In the report on party restrictions that follows, rewrite everything from "PARTIES at clubs" down to "Ministry of Health.", replacing "entertainment industry" with "nightlife sector".

_Passage provided_
#####

PARTIES at clubs and on boats remains on hold.
Responding to a question posed on Saturday during the virtual press conference to update on Covid-19 in this country, Chief Medical Officer Dr Roshan Parasram said the recommendation for the re-opening of the entertainment industry had not yet been given by the Ministry of Health.
The question concerning this was posed electronically to Minister of Communications, Donna Cox. She read, “When is the entertainment industry, namely party promoters, DJs, music artistes, sound system owners, club owners, party boat owners, bar security personnel, when are they going to get to ply their honest trade like everyone else … They said that they have been patient but they would like to know what is happening?”
Parasram said the Ministry of Health had not yet prescribed for this to occur. He said, "I could speak to the public health issues, I don't know if any of the ministers can answer in terms of when but we left that group of persons for last because as you know, in those particular instances, there are very close contact of individuals. Persons are in extremely close contact in those scenarios, they are small, confined spaces, so they are at great risk of spread of infectious diseases generally. The Ministry of Health, in our continuing reports to the Minister of National Security as well as Minister of Health, has not made that recommendation, we have left that recommendation for later on. So no definite time frame from my side.”
Deyalsingh responded, “It is the Ministry of Health’s team that advises and works with the Minister of National Security and that eventually advises the Prime Minister. All of these industries are honest people and we acknowledge that. When you look at what is happening around the world, the industries that are being shut down, again it’s not because they are dishonest or honest, it has to do with (sic) certain industries, unfortunately, lend themselves to being their own epicentres of new outbreaks.”

#####

_Recorded information_
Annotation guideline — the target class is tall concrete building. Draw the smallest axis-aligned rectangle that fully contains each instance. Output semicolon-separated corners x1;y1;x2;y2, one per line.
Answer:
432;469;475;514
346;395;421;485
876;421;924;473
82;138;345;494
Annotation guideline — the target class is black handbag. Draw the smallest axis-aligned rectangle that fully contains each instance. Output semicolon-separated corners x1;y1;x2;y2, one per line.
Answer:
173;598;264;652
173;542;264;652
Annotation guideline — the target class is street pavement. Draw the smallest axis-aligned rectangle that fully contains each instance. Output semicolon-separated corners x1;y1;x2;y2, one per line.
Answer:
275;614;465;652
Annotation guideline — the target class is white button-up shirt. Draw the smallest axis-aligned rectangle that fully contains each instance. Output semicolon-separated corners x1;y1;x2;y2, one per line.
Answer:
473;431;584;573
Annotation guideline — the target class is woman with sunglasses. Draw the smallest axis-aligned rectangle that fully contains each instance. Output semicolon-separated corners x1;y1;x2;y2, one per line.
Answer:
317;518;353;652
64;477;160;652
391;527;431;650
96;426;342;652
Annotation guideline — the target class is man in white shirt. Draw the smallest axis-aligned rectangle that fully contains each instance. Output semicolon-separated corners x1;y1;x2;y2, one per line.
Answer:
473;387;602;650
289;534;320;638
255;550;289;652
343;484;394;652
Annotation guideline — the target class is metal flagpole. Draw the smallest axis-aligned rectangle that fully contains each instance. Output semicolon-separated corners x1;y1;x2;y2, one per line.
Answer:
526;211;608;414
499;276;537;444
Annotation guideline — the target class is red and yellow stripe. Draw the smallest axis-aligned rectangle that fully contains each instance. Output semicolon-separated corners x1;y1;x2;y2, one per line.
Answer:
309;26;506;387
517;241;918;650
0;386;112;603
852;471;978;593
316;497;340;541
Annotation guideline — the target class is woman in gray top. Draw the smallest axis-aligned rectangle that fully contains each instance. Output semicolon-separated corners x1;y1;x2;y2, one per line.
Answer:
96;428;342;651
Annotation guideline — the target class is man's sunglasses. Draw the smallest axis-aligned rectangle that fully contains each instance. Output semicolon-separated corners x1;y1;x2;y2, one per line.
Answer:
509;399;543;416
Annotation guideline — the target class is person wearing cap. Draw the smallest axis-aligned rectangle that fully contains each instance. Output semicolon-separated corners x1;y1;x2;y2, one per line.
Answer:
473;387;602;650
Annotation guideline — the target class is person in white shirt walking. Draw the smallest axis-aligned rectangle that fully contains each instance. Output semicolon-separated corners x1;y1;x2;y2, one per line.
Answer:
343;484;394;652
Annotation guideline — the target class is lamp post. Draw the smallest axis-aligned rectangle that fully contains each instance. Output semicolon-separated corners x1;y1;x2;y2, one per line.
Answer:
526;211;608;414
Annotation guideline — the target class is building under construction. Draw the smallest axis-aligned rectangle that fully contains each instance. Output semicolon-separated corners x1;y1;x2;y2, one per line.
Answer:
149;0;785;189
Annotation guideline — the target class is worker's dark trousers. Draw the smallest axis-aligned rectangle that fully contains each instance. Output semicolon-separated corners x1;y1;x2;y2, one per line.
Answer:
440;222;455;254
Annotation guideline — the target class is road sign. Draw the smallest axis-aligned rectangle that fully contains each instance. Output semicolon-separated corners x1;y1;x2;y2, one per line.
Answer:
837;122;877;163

#####

_Finished exercise_
PARTIES at clubs and on boats remains on hold.
Responding to a question posed on Saturday during the virtual press conference to update on Covid-19 in this country, Chief Medical Officer Dr Roshan Parasram said the recommendation for the re-opening of the nightlife sector had not yet been given by the Ministry of Health.